## CONSIGNE
Prolongez le texte sur la souveraineté communicationnelle à l'ère de l'intelligence artificielle à partir de sa dernière phrase, en présentant les leviers qu'il reste à exposer.

De même, lors des débats autour de l’édition génétique (CRISPR), des vaccins à ARN messager ou de l’intelligence artificielle générative, les discours institutionnels appelant à la prudence, à l’encadrement éthique et à la régulation ont été peu visibles face à la profusion de contenus simplistes, anxiogènes ou idéologiques, plus conformes aux logiques d’amplification algorithmique.
L’intelligence artificielle appliquée à la circulation de l’information devient ainsi un levier de pouvoir symbolique capable de structurer les perceptions collectives — y compris dans les champs scientifique, sanitaire, environnemental ou éducatif. Les risques sont majeurs : désinformation virale, décrédibilisation des voix officielles, affaiblissement de la légitimité publique, et érosion de la confiance des citoyen·ne·s dans les institutions.
Repenser la souveraineté communicationnelle à l’ère de l’IA
Alors que l’intelligence artificielle redéfinit profondément les dynamiques de la communication, la souveraineté communicationnelle devient un enjeu prioritaire pour les pouvoirs publics. Il ne s’agit plus uniquement de maîtriser les infrastructures techniques, mais de garantir la visibilité, l’accessibilité et la crédibilité de la parole publique dans des environnements numériques globalement contrôlés par des acteurs privés et transnationaux.
Le Maroc, à l’image d’autres pays émergents, s’investit dans le développement de l’intelligence artificielle et dans la refonte de sa communication institutionnelle. Ce mouvement suppose une exigence nouvelle : concevoir une stratégie de communication fondée sur la clarté, la rigueur, la transparence, mais aussi sur la résilience algorithmique.
Cinq leviers apparaissent essentiels pour répondre à ce défi :
Il convient d’abord de revendiquer une transparence algorithmique, afin de comprendre les critères qui gouvernent la visibilité des contenus publics. Cette revendication doit s’accompagner d’une régulation internationale renforcée, fondée sur des principes d’équité, de pluralisme et d’éthique numérique.
En parallèle, la littératie numérique devient un pilier de l’action institutionnelle : les responsables de communication, les journalistes publics et les agents de l’État doivent être formés à décrypter les logiques de manipulation, à repérer les récits biaisés et à produire des contenus adaptés à l’architecture attentionnelle des plateformes.

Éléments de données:
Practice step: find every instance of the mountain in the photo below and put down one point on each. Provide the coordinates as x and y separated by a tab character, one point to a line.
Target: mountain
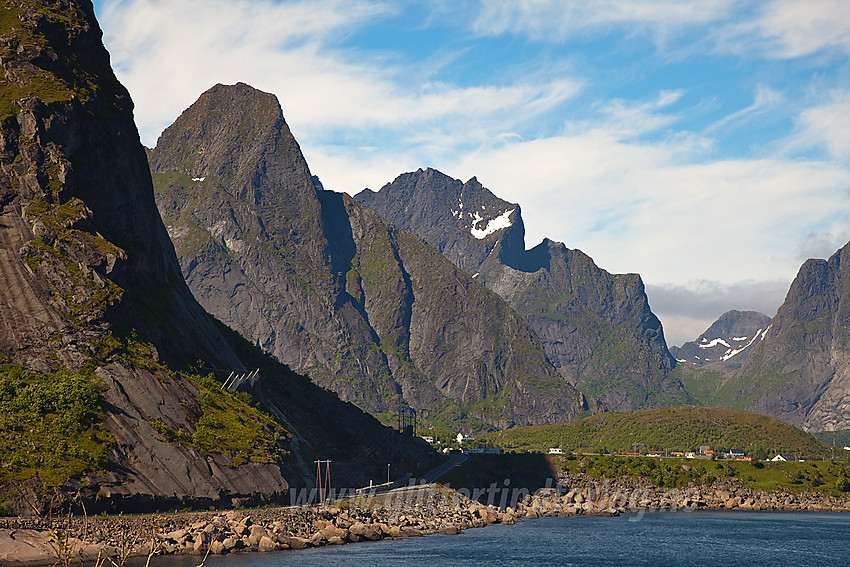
800	372
675	428
110	371
333	290
596	327
727	342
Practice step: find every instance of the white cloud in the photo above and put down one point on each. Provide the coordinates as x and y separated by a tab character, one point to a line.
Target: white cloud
795	28
686	311
635	208
556	20
613	177
764	100
167	53
825	125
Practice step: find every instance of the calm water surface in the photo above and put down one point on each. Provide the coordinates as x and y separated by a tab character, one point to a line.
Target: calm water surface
664	539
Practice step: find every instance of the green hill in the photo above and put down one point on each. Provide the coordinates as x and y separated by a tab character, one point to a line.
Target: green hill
676	428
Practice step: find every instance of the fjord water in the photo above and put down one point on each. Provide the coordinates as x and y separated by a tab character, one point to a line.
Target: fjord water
661	539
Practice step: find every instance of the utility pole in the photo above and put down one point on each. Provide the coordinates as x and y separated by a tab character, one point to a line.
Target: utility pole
323	481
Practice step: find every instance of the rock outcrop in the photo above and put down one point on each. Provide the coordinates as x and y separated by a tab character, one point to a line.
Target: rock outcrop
596	327
91	293
333	290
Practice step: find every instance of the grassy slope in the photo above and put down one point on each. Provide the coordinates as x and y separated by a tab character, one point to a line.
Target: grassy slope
534	471
681	428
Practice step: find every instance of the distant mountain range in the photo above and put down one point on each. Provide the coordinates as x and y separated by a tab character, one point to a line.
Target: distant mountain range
596	327
331	288
726	343
795	368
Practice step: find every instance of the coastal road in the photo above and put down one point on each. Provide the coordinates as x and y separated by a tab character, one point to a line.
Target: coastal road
434	474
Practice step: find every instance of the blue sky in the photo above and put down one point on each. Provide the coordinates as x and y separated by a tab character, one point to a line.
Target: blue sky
703	144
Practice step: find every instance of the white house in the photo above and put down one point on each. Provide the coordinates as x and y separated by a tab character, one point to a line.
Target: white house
783	458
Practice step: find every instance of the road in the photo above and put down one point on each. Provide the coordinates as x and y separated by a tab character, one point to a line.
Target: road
434	474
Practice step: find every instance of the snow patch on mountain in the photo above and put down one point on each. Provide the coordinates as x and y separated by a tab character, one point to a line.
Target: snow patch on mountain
501	222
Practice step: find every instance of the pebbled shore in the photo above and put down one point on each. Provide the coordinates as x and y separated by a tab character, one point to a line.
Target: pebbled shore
410	512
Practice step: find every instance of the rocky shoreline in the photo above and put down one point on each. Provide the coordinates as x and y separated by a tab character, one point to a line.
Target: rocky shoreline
413	511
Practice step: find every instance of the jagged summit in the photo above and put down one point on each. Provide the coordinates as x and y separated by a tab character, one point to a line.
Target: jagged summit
464	221
330	288
727	342
597	328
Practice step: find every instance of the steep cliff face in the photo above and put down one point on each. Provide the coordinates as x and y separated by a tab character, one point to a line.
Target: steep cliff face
332	289
596	327
96	322
800	372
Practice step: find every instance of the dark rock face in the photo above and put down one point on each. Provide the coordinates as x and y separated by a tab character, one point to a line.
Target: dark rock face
85	258
726	344
331	288
597	328
799	373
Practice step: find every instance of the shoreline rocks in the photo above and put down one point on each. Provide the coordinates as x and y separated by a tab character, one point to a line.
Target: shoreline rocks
410	512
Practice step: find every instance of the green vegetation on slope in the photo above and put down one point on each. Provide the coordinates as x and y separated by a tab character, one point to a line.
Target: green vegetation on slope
229	423
677	428
52	425
534	471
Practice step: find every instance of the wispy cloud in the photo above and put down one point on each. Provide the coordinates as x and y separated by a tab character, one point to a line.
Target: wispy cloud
825	125
556	20
764	100
610	122
794	29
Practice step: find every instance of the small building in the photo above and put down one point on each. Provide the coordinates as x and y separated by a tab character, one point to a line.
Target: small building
780	458
461	438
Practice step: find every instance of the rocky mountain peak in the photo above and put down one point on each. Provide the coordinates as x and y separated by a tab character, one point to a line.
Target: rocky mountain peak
597	328
464	221
97	322
332	289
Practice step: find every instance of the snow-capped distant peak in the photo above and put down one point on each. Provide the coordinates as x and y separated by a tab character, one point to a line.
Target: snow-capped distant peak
493	225
732	352
714	343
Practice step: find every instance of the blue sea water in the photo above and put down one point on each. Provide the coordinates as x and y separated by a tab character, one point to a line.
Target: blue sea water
662	539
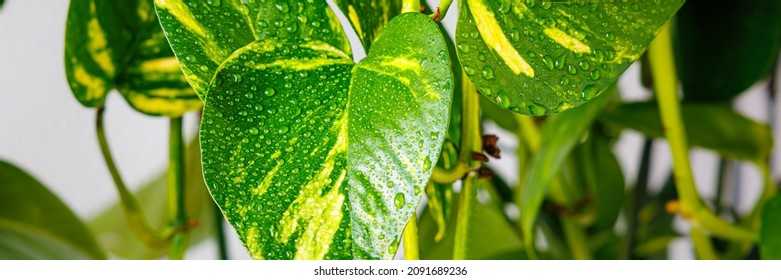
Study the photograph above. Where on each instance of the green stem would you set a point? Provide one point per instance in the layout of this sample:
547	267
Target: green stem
666	87
410	6
448	176
133	213
466	206
703	245
176	209
638	195
721	183
219	231
470	143
529	132
411	249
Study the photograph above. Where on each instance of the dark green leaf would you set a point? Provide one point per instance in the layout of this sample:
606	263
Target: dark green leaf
559	136
204	34
119	44
277	133
710	126
369	17
501	117
540	58
112	228
30	206
20	241
723	46
770	230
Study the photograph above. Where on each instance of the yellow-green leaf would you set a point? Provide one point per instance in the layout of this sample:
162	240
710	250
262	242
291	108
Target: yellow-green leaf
204	34
120	45
543	57
310	156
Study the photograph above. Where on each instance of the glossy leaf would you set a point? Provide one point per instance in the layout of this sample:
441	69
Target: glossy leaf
369	17
26	206
300	176
770	230
723	47
204	34
559	136
710	126
20	241
114	234
119	44
537	58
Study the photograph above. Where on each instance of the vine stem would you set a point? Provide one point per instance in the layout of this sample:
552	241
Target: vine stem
410	6
411	249
219	230
471	142
176	209
635	203
666	87
135	217
441	11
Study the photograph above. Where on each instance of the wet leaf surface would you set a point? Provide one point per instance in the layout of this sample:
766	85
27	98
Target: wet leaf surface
311	157
120	45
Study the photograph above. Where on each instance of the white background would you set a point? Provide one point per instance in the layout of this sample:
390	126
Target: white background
45	131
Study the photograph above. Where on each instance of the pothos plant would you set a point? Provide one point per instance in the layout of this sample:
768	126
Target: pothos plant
311	155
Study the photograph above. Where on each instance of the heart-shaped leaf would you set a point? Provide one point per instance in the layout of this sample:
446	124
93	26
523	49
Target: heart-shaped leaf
119	44
723	46
311	157
543	57
204	34
34	222
369	17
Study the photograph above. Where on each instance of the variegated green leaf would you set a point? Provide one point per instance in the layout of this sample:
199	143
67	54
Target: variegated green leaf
298	175
36	224
368	17
559	136
543	57
204	34
119	44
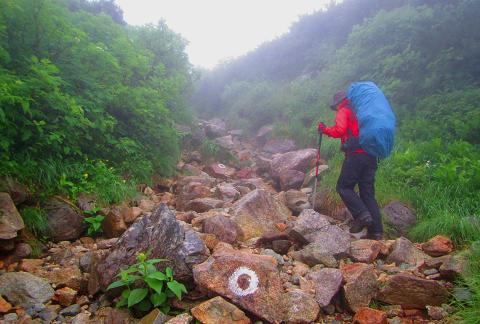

## ZONE DE RÉPONSE
Ces efforts doivent être soutenus par des investissements dans des infrastructures souveraines, notamment des clouds publics, des systèmes de diffusion sécurisés et des outils de veille et d’analyse adaptés aux réalités locales et régionales.
Enfin, une véritable communication institutionnelle éthique et anticipative doit être mise en œuvre : elle implique la production de messages multilingues, adaptés culturellement, vérifiables et cohérents avec les valeurs fondamentales du service public.
Vers une communication publique responsable et résiliente
L’essor de l’intelligence artificielle dans la sphère de la communication institutionnelle ne saurait être réduit à une simple évolution technique. Il s’agit d’un basculement structurel qui affecte les modalités de légitimation, de représentation et de médiation entre les institutions et la société.
Protéger les citoyen·ne·s des récits artificiellement amplifiés et des distorsions informationnelles devient un impératif démocratique. La communication publique ne peut remplir pleinement sa mission qu’en conciliant innovation numérique, rigueur méthodologique et exigence d’intégrité.
Plus que jamais, les institutions sont appelées à réguler sans censurer, influencer sans manipuler, et innover sans dériver — autant de principes structurants pour bâtir une communication institutionnelle responsable, résiliente et digne de la confiance publique à l’ère des intelligences artificielles.